| Excerpted data |
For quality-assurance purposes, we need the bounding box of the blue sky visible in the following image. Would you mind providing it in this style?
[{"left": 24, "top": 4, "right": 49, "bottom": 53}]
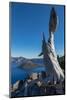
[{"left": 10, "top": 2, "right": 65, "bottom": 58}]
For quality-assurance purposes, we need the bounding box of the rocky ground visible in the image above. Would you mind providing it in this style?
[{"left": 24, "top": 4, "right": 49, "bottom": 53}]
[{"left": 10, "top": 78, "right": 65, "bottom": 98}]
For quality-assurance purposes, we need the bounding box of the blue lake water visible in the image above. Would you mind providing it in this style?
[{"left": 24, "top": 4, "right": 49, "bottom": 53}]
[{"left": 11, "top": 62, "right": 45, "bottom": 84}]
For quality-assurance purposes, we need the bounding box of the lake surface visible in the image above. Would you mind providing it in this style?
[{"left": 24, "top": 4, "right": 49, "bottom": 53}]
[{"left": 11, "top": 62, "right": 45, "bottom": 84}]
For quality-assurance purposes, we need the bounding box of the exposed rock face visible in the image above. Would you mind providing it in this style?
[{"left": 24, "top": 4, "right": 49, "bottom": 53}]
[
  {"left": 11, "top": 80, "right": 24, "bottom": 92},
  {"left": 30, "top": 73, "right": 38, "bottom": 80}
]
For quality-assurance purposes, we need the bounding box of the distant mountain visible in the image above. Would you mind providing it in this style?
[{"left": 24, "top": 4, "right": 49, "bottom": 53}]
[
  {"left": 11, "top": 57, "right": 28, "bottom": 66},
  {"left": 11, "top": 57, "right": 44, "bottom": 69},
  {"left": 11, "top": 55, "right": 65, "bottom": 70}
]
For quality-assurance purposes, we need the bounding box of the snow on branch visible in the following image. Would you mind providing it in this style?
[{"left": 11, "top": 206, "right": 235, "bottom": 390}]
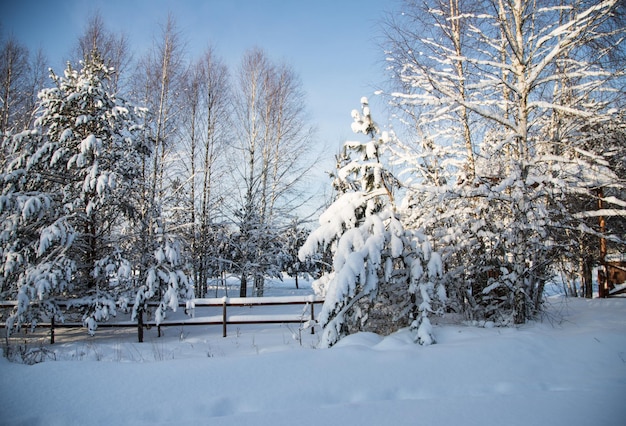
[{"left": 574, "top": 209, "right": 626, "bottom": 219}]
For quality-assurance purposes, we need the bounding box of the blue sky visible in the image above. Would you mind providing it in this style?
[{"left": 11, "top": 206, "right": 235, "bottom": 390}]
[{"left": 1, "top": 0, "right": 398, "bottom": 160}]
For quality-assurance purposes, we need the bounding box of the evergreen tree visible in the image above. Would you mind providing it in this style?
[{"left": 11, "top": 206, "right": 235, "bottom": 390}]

| Task prompt |
Reproduce word for word the material above, starting with the line that has "of the distant" and stopping after the line that has "of the snow".

| Response to this task |
For quality-assurance purposes, we need the bounding box of the distant mountain visible in the image above. Would you mind providing it in this style?
[{"left": 24, "top": 4, "right": 49, "bottom": 53}]
[
  {"left": 11, "top": 57, "right": 28, "bottom": 66},
  {"left": 11, "top": 57, "right": 44, "bottom": 69},
  {"left": 11, "top": 55, "right": 65, "bottom": 70}
]
For quality-assurance purposes, we need the bounding box of the snow on branch visible in the following image. Would you mind providing it in this style?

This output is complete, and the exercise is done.